▶ TASKS FOR THIS EXERCISE:
**A)** Summarize the account of the micro/nanofabrication class in two sentences.
**B)** Render this sentence from the account of the micro/nanofabrication class in Spanish: "Homework consisted of background reading and lab reports."
**C)** Extend the account of the micro/nanofabrication class past its final sentence.

My Favorite Class Last Term

My Favorite Class Last Term


Wouldn’t it be neat to look at something magnified to tens of thousands its normal size—so much that you can see the individual hair follicles on an ant (and realize it’s just as furry as a dog)? Or to fabricate an LED from scratch, doping the semiconductor and etching out the contacts, all to be rewarded by a tiny yet brilliant red light? Or to design a microfluidic device, drawing it in AutoCAD, making the mold out of a silicon wafer, and after producing each polymer layer, watching blue ink flow through the tiny channels?

Yes, yes, and yes, as I learned last term in APh 109, Introduction the Micro/Nanofabrication Laboratory. I took the class to fulfill one of therequirements for the electrical engineering major. There were no lectures; instead, groups of three or four of us met two evenings each week with a TA to do the labs. My group actually included my chemistry TA from last year, since graduate students also take the class to learn fabrication methods. Homework consisted of background reading and lab reports.

Our first project was to fabricate LEDs, or light emitting diodes, which are used in light bulbs, Christmas lights, and many other. If you’ve taken physics, you may have heard of doping, a practice used to make LEDs, among many other semiconductor-based electronic devices. Doping makes a semiconductor into more-or-less a conductor by adding extra free charges which can move around, i.e. carry current. When I briefly learned about doping in high school, I imagined the process to be unimaginably complex and precise. However, the technique we used, thermal diffusion, was surprisingly simple. We just put the semiconductor chip into a container with a piece of material containing the element we wanted to dope with, heated them up really hot, waited a while, and that was that. We now had a p-type semiconductor.

One of the LEDs we fabricated on the chip. The shiny circle on top is a thin layer of gold which served as an electrical contact for powering the LED.

Our next project was electron-beam lithography. Electron beam lithography, or EBL, is a method for drawing tiny shapes on a silicon chip. To do EBL, you coat a chip with drops of a particular liquid called photoresist, heat it up until the liquid gels, and then use a machine to shoot electrons at the surface, as if coloring in the region you want to erase the photoresist from. Being bombarded by electrons changes the solubility of the photoresist, and so afterward, when you wash the chip with a particular chemical, you’re left with the desired pattern.

▶ DATASET EXCERPTS:

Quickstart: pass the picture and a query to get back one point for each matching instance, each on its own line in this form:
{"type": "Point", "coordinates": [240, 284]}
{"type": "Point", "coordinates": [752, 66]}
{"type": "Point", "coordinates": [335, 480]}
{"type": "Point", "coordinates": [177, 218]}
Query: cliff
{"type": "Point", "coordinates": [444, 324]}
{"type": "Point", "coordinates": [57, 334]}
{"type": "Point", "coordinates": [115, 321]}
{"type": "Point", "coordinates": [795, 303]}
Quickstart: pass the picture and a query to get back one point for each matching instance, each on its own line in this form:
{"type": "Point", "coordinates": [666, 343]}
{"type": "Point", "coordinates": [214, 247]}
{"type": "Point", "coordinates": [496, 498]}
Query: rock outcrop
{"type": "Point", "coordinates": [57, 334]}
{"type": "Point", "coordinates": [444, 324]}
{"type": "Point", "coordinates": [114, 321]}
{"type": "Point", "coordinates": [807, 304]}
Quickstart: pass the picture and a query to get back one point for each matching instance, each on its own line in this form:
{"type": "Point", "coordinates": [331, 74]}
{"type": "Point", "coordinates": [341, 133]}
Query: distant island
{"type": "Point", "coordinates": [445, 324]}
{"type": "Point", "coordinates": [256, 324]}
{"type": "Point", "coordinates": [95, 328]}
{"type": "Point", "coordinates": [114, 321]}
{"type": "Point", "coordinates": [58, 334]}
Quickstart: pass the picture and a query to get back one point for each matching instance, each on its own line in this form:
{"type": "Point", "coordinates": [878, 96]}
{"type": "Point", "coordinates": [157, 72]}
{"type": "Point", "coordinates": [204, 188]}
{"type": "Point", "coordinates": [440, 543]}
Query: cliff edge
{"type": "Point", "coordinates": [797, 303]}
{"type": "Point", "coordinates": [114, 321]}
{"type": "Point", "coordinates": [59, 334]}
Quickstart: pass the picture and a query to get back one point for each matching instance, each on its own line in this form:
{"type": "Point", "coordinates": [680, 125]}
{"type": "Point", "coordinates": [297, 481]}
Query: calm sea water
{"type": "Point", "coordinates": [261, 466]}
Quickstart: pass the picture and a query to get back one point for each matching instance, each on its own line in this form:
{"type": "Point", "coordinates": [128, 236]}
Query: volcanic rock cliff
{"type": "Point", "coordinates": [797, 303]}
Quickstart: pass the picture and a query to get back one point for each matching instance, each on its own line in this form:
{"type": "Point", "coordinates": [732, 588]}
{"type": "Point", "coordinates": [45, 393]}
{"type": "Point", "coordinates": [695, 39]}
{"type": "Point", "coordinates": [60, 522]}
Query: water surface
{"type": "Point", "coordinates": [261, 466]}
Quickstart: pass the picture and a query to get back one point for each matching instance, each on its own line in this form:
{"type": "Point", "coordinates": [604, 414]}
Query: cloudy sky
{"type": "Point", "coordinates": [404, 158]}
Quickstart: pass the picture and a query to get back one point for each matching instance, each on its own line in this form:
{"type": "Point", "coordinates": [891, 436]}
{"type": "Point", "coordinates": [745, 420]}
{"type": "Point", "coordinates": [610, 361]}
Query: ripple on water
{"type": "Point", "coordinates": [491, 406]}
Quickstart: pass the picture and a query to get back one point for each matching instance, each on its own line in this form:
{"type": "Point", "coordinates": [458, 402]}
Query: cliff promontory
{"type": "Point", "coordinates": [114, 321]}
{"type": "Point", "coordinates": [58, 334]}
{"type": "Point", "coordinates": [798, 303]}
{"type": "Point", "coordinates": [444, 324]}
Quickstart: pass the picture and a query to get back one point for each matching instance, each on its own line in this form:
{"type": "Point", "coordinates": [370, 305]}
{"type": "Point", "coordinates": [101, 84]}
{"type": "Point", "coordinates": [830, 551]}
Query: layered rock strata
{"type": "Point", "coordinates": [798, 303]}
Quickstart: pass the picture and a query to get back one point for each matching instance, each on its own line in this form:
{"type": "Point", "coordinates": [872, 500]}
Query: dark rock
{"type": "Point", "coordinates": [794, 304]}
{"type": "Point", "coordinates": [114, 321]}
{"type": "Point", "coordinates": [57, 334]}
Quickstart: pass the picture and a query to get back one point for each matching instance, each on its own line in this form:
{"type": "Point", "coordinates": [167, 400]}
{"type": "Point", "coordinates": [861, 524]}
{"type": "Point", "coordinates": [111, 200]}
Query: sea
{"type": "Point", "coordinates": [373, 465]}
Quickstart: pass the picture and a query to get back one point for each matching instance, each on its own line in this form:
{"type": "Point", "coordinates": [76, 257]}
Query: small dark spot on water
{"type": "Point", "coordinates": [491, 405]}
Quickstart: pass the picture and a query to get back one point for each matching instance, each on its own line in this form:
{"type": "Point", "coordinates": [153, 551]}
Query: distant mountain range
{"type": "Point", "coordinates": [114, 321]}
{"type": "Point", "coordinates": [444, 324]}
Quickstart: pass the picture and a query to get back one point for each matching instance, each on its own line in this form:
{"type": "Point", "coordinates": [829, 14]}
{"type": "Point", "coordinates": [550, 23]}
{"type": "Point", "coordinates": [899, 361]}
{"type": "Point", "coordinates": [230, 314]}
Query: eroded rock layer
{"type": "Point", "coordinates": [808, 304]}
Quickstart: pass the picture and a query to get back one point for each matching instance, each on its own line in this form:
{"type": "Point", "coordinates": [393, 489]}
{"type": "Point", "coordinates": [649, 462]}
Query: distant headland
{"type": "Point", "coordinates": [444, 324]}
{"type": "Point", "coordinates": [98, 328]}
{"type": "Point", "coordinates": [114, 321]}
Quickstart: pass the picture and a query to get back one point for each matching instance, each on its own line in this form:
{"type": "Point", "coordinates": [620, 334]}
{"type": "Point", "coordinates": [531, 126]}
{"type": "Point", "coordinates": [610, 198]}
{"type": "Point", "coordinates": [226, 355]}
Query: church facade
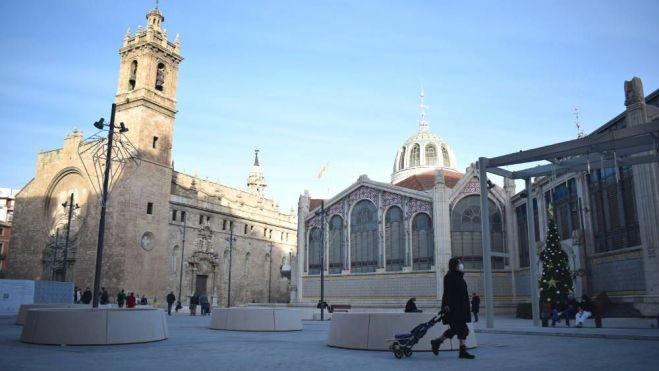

▶ ANSWERS PROVIDED:
**A)** APh 109, a laboratory class with no lectures, had small groups meet with a TA two evenings a week to do labs, and its homework was background reading and lab reports. The first project was fabricating LEDs by doping a semiconductor through thermal diffusion, a surprisingly simple technique, and the next was electron-beam lithography, a method for drawing tiny shapes on a silicon chip coated with photoresist.

**B)** La tarea consistía en lecturas de contexto e informes de laboratorio.

**C)**
In another project, we took this a step further, and instead of stopping with the design in photoresist, we actually etched it into the silicon chip. To do this, we let the chip sit in a really nasty chemical which eats into silicon but can’t get through the photoresist. After washing everything off, the pattern was etched into the chip itelf. For this project, we used a template pattern—some boring rectangles.

The next project, using a scanning electron microscope, didn’t involve designing or building anything, but was my absolute favorite. Here’s why:

The last project I’m going to describe is microfluidics. Microfluidic devices are, simply, devices that handle microliters (cubic millimeters) of liquid. They’re used for a variety of purposes, such as sorting cells for molecular screening or drug discovery. Our device was made from a clear, firm but squishy polymer. It had channels cut out inside it and inlet holes for injecting liquid with tiny syringes. We made the molds for the polymer layers out of silicon chips, etching out our designs using the same techniques as in past projects.

I generally enjoy lab classes, but this one was particularly fun because the projects involved buzzwords like “microfluidics,” “etching,” and “scanning electron microscope,” which I’d heard before in research seminars and held in a kind of distant awe. It was exciting to get to actually use these techniques that are involved in the cutting edge of research.